Excerpt to read:
++++++++++
Appeal court overturns ruling that COVID-related layoffs preclude constructive dismissal claims

Court declined to address if IDEL layoffs count as constructive dismissal under common law

Appeal court overturns ruling that COVID-related layoffs preclude constructive dismissal claims
Mitchell Rose is a mediator, arbitrator, dispute resolution lawyer and principal at Mitchell Rose Professional Corporation

The Ontario Court of Appeal has overturned the motion judge’s decision in the Taylor v Hanley Hospitality case that concluded that the Infectious Disease Emergency Leave Regulation (IDEL Regulation) precluded a constructive dismissal claim at common law.

Since last spring and COVID’s avalanche of layoffs, employment lawyers in Ontario awaited the appeal court’s decision to see whether temporary layoffs made under IDEL regulation would count as a constructive dismissal under common law. However, the appellate court declined to deal with the issue as it found that the motion judge made numerous errors under the Rules of Civil Procedure.

The court set aside the decision because the motion judge wrongly decided the legal issue under rule 21.01 and remitted the matter back to the Superior Court of Justice to be determined by another judge.

Law Times previously reported that contrary to decisions in Fogelman v. IFG and Coutinho v. Ocular Health Centre that a regulation under the Employment Standards Act cannot supersede common law civil remedies because s. 8(1) of the ESA states that “no civil remedy of an employee against his or her employer is affected by this Act,” Superior Court Justice Jane Ferguson came to an opposite conclusion in the Taylor case.

Mediator, arbritrator and dispute resolution lawyer Mitchell Rose says it would have been preferable if the Court of Appeal had dealt with the issue of whether the ESA provisions that created IDEL two years ago changed the common law. However, Rose says it is important that the appeal court overturned Justice Ferguson’s decision.

“Now, there are no longer competing Superior Court decisions with the accompanying uncertainty. Instead, there are two 2021 Superior Court decisions which both concluded that the IDEL provisions in the ESA didn’t alter the common law.”
++++++++++
Referring expression pointing data
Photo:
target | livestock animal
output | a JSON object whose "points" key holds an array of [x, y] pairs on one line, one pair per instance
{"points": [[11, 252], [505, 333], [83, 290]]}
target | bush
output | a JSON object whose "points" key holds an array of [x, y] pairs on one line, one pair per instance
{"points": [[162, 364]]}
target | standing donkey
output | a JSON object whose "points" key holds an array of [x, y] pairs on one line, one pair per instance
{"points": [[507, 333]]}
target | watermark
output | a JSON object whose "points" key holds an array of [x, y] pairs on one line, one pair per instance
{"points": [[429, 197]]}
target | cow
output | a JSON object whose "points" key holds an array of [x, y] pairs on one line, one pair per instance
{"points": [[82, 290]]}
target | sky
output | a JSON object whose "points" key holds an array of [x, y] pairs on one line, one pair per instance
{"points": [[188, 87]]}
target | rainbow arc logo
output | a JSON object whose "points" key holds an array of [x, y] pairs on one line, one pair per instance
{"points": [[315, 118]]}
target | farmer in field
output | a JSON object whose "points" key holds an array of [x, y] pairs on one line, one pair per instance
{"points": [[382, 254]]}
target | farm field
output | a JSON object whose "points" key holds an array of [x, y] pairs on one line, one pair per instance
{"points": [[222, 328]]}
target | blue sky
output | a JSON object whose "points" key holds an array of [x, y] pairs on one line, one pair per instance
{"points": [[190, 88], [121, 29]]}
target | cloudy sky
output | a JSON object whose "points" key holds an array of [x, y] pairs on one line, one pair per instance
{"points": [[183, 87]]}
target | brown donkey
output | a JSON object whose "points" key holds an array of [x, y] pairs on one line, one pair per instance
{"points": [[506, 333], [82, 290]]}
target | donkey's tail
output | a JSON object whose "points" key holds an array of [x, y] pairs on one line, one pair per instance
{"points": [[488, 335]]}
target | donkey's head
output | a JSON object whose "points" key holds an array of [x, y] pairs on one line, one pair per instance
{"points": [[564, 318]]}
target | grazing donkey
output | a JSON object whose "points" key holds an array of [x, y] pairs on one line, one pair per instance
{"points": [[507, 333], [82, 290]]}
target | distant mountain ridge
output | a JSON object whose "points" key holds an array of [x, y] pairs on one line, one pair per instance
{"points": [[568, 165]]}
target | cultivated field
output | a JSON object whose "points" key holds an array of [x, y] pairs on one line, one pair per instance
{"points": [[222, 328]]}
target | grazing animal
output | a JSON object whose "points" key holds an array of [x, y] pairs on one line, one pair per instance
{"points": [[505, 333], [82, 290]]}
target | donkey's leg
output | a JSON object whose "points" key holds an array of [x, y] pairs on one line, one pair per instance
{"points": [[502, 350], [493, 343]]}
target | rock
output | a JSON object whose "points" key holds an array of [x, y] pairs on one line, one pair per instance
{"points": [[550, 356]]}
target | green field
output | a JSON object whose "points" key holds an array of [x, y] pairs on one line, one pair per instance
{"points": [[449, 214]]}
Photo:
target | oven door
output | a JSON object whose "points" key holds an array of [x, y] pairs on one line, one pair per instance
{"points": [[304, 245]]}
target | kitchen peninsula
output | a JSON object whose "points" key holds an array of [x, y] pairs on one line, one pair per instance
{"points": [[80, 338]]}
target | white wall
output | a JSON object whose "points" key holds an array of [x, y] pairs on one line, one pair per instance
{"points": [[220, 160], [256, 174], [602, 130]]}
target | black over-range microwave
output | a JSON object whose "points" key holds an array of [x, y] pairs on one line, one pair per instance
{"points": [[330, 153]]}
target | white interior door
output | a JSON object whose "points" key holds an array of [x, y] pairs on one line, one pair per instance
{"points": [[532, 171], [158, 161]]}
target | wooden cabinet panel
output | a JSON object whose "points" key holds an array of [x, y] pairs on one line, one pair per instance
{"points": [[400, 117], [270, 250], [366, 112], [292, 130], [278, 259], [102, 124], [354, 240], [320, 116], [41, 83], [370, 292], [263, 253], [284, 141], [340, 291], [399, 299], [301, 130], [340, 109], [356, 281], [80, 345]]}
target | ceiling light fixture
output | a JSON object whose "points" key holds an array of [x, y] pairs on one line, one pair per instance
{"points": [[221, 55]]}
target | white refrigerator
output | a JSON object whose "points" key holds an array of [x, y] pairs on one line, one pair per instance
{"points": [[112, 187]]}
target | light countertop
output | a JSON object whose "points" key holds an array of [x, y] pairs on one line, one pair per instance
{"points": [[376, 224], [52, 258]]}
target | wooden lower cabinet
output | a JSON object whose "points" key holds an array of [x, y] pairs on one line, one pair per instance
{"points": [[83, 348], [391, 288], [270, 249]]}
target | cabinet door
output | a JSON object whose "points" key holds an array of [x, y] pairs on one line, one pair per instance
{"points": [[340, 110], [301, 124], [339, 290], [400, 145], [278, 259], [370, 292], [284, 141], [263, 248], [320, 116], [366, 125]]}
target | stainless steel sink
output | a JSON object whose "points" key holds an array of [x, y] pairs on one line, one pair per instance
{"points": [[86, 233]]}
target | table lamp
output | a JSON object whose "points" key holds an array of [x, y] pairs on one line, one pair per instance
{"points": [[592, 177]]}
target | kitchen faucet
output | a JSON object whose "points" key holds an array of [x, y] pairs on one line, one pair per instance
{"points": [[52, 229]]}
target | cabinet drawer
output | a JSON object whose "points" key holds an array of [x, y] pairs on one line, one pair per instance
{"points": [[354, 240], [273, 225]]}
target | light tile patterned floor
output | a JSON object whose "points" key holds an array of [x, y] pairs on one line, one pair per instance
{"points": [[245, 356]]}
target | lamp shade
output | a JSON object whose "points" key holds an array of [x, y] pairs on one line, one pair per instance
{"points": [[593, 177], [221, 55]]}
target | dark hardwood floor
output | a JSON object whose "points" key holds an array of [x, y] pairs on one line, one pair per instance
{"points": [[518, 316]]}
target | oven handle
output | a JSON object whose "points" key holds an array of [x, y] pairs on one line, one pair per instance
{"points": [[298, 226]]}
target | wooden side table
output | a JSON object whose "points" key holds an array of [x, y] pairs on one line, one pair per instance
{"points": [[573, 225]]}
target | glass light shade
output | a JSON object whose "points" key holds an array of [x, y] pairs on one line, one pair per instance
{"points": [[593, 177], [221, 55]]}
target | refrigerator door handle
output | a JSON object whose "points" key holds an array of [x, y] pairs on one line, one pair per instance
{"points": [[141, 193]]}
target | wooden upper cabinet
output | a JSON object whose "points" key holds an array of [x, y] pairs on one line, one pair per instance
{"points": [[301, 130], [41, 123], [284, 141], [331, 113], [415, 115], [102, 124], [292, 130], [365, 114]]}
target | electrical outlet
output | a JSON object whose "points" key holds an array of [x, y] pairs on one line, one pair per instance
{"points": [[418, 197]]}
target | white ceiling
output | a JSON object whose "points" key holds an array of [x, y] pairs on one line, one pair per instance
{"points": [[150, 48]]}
++++++++++
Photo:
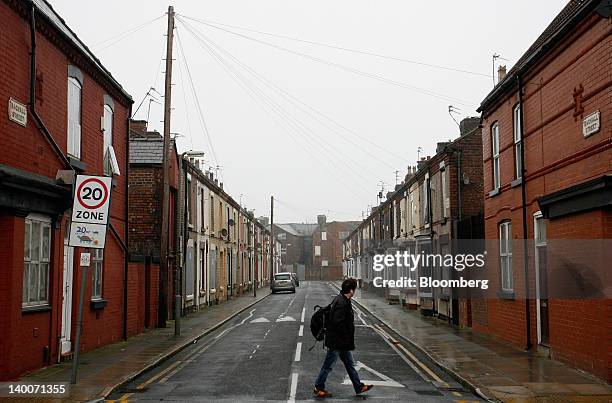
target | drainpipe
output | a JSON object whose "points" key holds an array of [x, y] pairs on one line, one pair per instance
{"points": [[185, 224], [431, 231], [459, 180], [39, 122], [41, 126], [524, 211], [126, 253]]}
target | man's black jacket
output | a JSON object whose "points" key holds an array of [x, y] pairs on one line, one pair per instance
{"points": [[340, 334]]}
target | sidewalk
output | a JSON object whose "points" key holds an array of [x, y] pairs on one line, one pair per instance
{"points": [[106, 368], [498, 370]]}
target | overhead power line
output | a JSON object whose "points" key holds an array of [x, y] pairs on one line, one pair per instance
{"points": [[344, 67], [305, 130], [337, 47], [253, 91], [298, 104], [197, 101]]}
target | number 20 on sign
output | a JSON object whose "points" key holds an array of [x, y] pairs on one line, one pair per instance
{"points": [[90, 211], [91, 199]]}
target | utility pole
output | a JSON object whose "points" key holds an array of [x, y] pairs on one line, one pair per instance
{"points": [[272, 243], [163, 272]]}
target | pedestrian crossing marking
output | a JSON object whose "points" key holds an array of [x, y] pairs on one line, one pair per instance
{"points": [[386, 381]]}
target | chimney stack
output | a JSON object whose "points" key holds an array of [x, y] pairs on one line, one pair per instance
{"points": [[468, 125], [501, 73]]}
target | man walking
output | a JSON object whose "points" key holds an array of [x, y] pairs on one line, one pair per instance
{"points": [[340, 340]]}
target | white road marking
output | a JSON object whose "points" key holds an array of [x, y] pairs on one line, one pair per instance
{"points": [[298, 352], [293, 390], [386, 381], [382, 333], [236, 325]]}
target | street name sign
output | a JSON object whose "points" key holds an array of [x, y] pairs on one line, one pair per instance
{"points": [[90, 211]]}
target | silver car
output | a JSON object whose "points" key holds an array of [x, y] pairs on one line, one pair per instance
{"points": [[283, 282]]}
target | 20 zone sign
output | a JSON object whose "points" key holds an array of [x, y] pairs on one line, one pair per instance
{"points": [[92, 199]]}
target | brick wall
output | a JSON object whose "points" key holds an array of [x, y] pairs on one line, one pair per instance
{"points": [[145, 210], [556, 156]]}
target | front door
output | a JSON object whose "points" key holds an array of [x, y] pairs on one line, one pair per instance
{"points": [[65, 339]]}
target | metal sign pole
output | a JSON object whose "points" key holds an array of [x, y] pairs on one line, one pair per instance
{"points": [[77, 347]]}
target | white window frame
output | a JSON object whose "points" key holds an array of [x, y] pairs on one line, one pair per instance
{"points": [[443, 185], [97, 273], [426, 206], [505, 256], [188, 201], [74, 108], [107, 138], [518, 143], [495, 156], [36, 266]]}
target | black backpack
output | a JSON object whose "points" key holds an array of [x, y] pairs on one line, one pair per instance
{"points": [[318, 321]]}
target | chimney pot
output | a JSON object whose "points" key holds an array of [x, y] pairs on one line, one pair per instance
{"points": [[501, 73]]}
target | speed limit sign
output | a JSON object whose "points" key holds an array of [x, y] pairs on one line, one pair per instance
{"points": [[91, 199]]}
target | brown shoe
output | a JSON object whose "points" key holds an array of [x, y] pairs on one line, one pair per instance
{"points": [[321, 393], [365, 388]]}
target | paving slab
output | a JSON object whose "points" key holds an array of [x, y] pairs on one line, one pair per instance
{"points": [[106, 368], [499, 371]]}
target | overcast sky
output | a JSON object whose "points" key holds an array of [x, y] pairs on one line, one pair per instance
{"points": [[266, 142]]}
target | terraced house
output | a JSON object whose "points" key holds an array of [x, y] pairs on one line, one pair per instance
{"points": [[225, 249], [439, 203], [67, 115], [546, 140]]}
++++++++++
Work task 1: According to the article on the Taylor v Hanley Hospitality appeal, under which rule did the motion judge wrongly decide the legal issue?
Work task 2: Continue the article on the Taylor v Hanley Hospitality appeal, starting after its last sentence.
The listing was drawn from a separate source and is unrelated to the article on the layoff ruling.

Exercise response 1: Rule 21.01.

Exercise response 2:
An employee placed on a temporary layoff deemed IDEL can still sue for constructive dismissal if there is no provision in their employment contract permitting such layoff, says Rose. He says the Fogelman and Coutinho decisions reflect the current state of Ontario law, even if the court of appeal has not yet weighed in.

He says that the decision settles some of the legal uncertainty lawyers face when advising clients about the risks and rights regarding layoffs related to COVID-19.

“While some uncertainty remains because no one knows what the Court of Appeal might do one day if another case dealing with this issue comes before it, the law is settled enough for now that we will see constructive dismissal claims that have been in holding pattern proceed.”

Rose says existing claims will quickly proceed to mediation or motions for summary judgment as limitation periods will soon expire.

“Employers may still be able to avail themselves to other defences even if they can no longer argue that the common law was changed. Furthermore, IDEL ends on July 30, which means that many employees could soon be dismissed under the ESA in any event.”

After being laid off from a Tim Hortons (owned by Hanley Hospitality), Candace Taylor argued that the Ontario government’s 2020 amendments to the ESA that created an IDEL regulation did not displace the common law doctrine that her temporary layoff was constructive dismissal. But Justice Ferguson disagreed.

Justice Ferguson wrote that the Ontario government recognized the inherent unfairness in exposing employers to wrongful dismissal claims when the government imposed a state of emergency, forcing businesses to shut down or scale down because of the pandemic.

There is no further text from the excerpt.